> [Task item]: With the pictures left out, copy the listing below exactly.

> [Recorded data]:
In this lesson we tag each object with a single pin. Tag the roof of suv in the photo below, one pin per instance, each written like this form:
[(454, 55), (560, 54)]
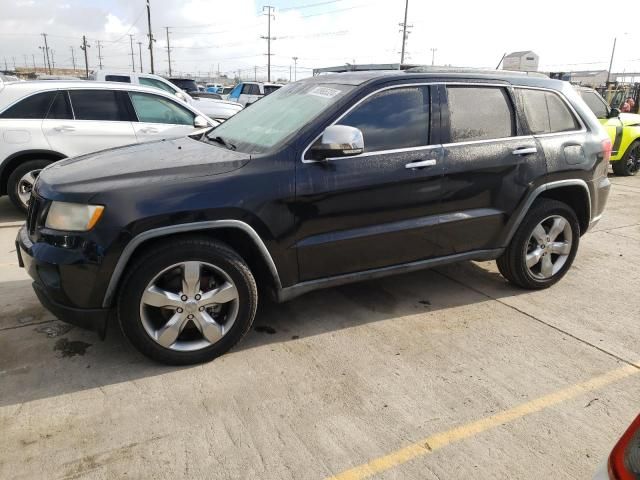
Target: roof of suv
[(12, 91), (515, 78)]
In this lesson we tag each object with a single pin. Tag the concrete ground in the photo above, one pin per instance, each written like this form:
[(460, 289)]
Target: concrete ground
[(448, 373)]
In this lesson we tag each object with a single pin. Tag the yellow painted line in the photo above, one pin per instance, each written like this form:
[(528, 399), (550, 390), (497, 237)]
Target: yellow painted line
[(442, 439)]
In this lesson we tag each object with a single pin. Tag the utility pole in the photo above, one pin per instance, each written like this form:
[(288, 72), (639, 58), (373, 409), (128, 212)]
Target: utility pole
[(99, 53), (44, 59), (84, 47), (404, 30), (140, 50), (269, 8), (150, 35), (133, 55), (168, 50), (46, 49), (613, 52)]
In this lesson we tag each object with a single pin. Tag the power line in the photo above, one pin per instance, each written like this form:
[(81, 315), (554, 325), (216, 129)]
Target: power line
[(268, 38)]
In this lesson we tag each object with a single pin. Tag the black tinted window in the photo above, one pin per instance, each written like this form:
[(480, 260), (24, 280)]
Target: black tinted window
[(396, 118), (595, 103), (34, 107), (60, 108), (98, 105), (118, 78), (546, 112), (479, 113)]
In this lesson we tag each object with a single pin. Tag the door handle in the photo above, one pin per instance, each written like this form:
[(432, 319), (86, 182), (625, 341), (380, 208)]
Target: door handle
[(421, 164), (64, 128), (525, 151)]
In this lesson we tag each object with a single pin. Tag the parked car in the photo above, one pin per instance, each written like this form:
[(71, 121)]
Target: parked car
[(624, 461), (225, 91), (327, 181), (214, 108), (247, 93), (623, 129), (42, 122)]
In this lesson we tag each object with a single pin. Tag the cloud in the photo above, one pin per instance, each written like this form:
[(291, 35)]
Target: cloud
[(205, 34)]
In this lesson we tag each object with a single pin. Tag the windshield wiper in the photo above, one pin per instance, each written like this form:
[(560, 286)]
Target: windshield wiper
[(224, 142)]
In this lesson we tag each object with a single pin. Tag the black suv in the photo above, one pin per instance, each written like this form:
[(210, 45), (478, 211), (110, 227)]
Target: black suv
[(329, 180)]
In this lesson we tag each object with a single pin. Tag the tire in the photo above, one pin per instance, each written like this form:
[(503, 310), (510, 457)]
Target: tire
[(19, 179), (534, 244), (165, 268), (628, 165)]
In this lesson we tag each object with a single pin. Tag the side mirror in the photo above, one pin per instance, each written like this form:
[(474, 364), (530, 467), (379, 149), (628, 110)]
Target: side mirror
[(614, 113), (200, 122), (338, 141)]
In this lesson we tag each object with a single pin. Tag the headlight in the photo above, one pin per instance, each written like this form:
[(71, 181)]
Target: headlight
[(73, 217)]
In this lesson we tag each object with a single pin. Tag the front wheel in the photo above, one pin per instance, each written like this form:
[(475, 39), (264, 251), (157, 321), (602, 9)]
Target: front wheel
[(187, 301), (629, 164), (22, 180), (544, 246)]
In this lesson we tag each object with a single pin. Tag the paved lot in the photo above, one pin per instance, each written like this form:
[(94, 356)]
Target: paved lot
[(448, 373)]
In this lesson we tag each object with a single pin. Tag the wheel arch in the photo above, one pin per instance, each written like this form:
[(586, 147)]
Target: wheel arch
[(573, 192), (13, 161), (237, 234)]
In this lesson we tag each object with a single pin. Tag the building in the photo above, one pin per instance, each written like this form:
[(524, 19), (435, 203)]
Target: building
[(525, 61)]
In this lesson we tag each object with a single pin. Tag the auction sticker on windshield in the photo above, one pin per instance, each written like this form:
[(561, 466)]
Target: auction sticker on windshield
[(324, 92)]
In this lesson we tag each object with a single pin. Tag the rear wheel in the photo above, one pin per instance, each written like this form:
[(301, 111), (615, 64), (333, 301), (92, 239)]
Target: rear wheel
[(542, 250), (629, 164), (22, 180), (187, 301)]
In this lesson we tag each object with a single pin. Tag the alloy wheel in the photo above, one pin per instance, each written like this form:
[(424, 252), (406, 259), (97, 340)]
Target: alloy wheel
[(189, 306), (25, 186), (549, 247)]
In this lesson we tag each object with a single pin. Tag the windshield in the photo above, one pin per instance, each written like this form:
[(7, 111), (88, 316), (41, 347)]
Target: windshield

> [Written answer]:
In this lesson we tag each object with a single pin. Tag the roof of suv in the photo below, one pin per instance, each written like this form:
[(454, 55), (560, 54)]
Target: roof of suv
[(12, 91), (515, 78)]
In this lesson we tag each object with a single pin. Tag the concrete ground in the photo above, one pin per instance, each written like this form:
[(460, 289)]
Target: concrete ground
[(448, 373)]
In this lesson we tag each object with a single pin. Tag the yellow painted line in the photo above, one pin per instance, each written like this form:
[(528, 399), (550, 390), (497, 237)]
Target: yellow painted line
[(442, 439)]
In this lesson we tag each object with a single pin. Tag the utility pole in the photo above, one pin per instance, each written like this form:
[(288, 72), (639, 58), (373, 409), (128, 212)]
Target: utility pole
[(99, 53), (44, 59), (84, 47), (404, 30), (140, 50), (269, 8), (150, 35), (133, 55), (168, 50), (46, 49), (613, 52)]
In this lesson we tag each object with a single pin. Tag the power line in the photo above, one pin per instance, each written like this form:
[(81, 315), (554, 325), (216, 129)]
Target: power line
[(268, 38)]
In this lesson we tag each object with a single pin. Tag the black tinted window in the photo above, one pin per instance, each written like this form:
[(480, 260), (24, 280)]
Target: black tinted window
[(396, 118), (595, 103), (34, 107), (60, 108), (98, 105), (118, 78), (546, 112), (479, 113)]
In this lesson we tag each object with a single pin. Tag the door handle in the photo above, one pin per instance, each written like this form:
[(432, 319), (86, 182), (625, 341), (380, 208)]
Target: door handle
[(421, 164), (64, 128), (525, 151)]
In this lesson we tag each object with a single pin. Tag the parked car in the photo above, one pin per instance, each written like this form:
[(71, 121)]
Target: parked car
[(624, 461), (225, 91), (327, 181), (214, 108), (247, 93), (623, 129), (42, 122)]
In this lesson we tag each object with a single pin. Tag the cloud in the photo above, one pin per instance, each written like this form:
[(291, 35)]
Target: cloud
[(205, 34)]
In this lesson we tag each object with a single pin. Tag the windshield wiper in the photo above, one pin per instance, each written like this form:
[(560, 286)]
Target: windshield wiper
[(224, 142)]
In this lesson we tag each object with a single pin. Tag the black suv in the photo above, one pin per instance, each written like this form:
[(210, 45), (478, 211), (110, 227)]
Target: black suv
[(329, 180)]
In this lesson we tag each object with a single pin. Tag the tire in the photo above, one pin per instance, each written like this form:
[(503, 310), (510, 457)]
Target: tire
[(19, 179), (534, 244), (165, 268), (628, 165)]
In this lesson we tag each object with a single pin. Tag the side mirror in the photo above, one pin per instance, each written like this form:
[(474, 364), (530, 467), (379, 149), (628, 110)]
Target: side mirror
[(614, 113), (200, 122), (338, 141)]
In this lesson we tag each object with a single pin. Tag the headlight in the photo above, one pin per instance, each written like this form:
[(71, 181)]
Target: headlight
[(73, 217)]
In this lesson we tag each object with a single pin. Tag the front wheel in the photo above, one pin per instance, each written like this form:
[(475, 39), (264, 251), (157, 321), (602, 9)]
Target: front wheel
[(187, 301), (629, 164), (22, 180), (544, 246)]
In this lesson we tag each object with a single pin. Tag the paved lot in the photo above, one pin per instance, each written like this form:
[(94, 356)]
Target: paved lot
[(448, 373)]
In this lesson we tag each object with a single pin. Tag the wheel arch in the photo above, one pin per instance, each written like this form:
[(586, 147)]
Target: wheel arch
[(573, 192), (13, 161), (237, 234)]
In this lesson we tag each object with a single pin. Tag the building in the photo above, one pin per instance, each written like this form:
[(524, 19), (435, 203)]
Target: building
[(525, 61)]
In this lesson we tag each object with a single pin. Tag the auction sticker on windshield in the photo above, one pin per instance, each written like this form:
[(561, 466)]
Target: auction sticker on windshield
[(324, 92)]
In this lesson we tag each object with a single pin. Tag the rear wheel in the photo above, one pin per instance, each written like this form:
[(301, 111), (615, 64), (333, 301), (92, 239)]
Target: rear wheel
[(542, 250), (629, 164), (22, 180), (187, 301)]
In this lesson we tag each object with a single pin. Tag the alloy wheel in the photo above, one pin per instance, each written like this form:
[(424, 252), (406, 259), (97, 340)]
Target: alloy wheel
[(189, 306), (25, 186), (549, 247)]
In this lesson we tag each object with a single pin. Tag the windshield in the photo above, one pin per instance, each written like this form:
[(7, 111), (88, 316), (41, 347)]
Target: windshield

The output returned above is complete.